[START The records]
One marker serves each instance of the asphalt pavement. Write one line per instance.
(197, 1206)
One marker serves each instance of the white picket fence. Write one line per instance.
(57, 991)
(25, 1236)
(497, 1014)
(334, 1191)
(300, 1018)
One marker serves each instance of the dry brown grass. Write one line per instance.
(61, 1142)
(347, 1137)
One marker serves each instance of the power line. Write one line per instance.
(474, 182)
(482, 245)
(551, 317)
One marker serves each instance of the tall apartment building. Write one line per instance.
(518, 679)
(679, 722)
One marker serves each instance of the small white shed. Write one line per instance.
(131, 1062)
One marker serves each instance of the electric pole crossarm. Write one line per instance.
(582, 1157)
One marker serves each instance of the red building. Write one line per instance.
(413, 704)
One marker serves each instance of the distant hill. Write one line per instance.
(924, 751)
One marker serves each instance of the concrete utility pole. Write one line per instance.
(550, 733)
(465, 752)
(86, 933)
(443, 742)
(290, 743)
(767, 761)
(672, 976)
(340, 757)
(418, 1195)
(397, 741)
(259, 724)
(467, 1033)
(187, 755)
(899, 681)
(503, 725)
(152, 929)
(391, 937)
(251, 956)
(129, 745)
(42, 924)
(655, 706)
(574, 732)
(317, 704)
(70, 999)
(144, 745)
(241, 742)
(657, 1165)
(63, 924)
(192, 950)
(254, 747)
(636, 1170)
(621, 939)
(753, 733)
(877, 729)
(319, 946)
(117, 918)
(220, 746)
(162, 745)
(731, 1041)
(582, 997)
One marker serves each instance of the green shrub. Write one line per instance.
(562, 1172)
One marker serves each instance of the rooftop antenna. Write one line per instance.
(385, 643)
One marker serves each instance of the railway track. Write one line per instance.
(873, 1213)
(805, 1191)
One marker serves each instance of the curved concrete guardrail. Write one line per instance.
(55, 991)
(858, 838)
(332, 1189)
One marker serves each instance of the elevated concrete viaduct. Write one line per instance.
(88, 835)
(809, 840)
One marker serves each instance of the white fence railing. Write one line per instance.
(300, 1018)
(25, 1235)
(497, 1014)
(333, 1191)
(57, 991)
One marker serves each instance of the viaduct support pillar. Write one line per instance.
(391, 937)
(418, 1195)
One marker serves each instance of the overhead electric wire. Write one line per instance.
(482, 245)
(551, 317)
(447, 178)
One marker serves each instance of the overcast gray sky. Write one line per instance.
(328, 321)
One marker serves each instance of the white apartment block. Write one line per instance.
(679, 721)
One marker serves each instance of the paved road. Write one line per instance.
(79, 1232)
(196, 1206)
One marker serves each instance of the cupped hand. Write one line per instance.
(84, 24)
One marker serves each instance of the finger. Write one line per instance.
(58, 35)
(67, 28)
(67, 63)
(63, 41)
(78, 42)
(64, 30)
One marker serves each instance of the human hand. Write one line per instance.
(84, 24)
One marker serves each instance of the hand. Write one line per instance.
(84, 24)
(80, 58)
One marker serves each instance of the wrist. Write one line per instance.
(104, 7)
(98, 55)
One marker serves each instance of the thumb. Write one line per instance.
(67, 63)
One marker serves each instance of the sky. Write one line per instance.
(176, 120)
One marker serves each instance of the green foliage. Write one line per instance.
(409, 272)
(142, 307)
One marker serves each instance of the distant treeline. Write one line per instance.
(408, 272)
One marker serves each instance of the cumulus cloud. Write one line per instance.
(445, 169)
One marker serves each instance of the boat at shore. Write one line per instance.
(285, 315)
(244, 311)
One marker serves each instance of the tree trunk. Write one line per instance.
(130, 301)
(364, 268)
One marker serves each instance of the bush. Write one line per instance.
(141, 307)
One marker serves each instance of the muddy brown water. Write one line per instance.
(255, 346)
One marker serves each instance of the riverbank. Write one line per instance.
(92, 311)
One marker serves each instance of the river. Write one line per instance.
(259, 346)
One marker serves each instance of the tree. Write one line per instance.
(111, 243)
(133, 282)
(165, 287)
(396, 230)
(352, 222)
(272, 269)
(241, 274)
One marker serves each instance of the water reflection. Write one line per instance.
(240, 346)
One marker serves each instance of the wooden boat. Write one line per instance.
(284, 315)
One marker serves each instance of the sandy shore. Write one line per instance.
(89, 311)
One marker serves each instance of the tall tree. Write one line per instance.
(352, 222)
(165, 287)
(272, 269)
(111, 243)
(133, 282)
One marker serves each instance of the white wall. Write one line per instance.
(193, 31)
[END The records]
[START The records]
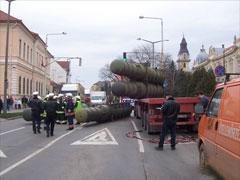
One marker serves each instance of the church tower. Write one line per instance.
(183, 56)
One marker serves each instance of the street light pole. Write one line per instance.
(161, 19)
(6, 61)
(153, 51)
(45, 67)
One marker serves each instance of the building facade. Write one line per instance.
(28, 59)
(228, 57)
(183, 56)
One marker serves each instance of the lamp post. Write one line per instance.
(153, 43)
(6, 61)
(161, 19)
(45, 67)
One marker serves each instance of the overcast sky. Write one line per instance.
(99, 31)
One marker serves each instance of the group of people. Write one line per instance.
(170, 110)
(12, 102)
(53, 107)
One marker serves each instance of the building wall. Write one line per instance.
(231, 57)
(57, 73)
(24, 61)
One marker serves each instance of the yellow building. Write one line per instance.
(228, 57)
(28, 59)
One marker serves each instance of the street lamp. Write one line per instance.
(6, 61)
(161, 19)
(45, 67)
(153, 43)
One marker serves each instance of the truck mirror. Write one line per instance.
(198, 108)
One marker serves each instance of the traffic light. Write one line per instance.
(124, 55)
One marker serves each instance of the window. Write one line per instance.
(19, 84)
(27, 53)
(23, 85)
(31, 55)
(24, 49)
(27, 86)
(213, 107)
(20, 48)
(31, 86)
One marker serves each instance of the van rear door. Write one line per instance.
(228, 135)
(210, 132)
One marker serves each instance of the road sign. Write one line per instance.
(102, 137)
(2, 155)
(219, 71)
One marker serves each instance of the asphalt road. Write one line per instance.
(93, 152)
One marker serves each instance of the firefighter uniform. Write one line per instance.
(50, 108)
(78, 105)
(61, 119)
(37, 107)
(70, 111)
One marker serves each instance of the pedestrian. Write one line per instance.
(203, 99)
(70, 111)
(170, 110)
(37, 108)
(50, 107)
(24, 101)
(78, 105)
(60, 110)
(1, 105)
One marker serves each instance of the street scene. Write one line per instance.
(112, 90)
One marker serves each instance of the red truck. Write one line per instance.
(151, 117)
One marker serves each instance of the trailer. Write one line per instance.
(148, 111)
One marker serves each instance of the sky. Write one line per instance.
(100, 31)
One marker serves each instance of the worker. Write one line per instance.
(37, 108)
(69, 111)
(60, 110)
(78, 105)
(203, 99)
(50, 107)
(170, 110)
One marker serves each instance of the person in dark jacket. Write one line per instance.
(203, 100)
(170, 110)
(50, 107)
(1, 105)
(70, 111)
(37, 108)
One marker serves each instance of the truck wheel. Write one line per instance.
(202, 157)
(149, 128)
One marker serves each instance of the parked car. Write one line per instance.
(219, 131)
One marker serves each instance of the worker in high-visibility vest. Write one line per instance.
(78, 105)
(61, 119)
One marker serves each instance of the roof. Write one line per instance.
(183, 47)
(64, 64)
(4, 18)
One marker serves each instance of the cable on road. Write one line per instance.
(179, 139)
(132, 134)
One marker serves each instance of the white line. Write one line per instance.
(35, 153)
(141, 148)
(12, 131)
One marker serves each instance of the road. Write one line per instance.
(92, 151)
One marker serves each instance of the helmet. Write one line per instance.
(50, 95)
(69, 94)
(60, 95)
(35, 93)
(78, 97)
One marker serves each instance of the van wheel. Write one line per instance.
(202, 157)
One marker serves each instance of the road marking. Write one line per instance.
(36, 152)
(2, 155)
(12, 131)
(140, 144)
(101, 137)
[END The records]
[START The records]
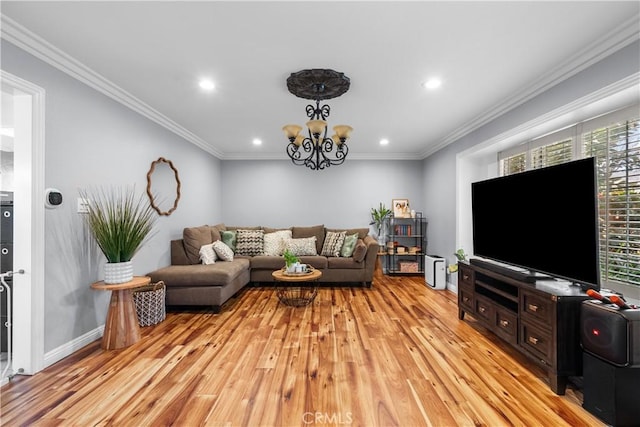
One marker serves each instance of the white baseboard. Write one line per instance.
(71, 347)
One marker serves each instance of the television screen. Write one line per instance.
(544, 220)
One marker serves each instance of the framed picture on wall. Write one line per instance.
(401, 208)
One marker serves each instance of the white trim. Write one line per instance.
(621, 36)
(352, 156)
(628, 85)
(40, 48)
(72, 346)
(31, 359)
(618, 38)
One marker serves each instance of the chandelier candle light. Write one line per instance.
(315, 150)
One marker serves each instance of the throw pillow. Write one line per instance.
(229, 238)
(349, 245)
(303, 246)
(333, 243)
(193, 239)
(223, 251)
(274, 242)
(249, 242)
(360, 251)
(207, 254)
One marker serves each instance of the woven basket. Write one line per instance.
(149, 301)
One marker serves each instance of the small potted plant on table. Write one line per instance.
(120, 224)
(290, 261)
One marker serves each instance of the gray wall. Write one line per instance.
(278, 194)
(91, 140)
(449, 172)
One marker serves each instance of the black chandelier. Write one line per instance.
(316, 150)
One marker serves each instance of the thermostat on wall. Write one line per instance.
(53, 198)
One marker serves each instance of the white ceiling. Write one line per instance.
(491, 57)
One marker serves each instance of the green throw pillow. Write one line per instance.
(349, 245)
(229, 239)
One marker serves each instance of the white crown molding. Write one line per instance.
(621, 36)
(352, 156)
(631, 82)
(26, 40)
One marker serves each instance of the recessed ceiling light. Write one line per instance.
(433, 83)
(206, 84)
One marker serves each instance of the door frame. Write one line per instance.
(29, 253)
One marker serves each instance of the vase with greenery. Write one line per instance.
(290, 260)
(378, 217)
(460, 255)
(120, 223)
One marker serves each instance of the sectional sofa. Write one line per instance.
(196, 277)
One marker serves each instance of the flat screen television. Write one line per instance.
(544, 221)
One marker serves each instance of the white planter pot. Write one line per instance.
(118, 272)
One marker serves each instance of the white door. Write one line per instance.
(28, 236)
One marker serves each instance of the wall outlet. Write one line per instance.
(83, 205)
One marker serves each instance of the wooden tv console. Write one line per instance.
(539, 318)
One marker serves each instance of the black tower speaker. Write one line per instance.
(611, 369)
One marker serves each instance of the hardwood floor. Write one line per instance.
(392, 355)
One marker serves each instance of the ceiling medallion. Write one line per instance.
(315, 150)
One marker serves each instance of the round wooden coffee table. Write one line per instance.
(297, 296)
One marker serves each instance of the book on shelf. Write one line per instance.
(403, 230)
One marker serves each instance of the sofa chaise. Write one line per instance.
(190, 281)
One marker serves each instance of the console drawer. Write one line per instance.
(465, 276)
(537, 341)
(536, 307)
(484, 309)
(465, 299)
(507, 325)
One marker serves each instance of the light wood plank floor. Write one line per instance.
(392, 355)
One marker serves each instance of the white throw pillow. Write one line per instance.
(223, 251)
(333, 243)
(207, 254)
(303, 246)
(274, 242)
[END The records]
Select every line in the material above that contains the string "pillow", treating case as significant.

One marker serves each instance of the throw pillow. Write one line per instance.
One marker serves each instance of the green throw pillow. Write one line per instance.
One marker serves each instance of the white throw pillow. Write one line per instance.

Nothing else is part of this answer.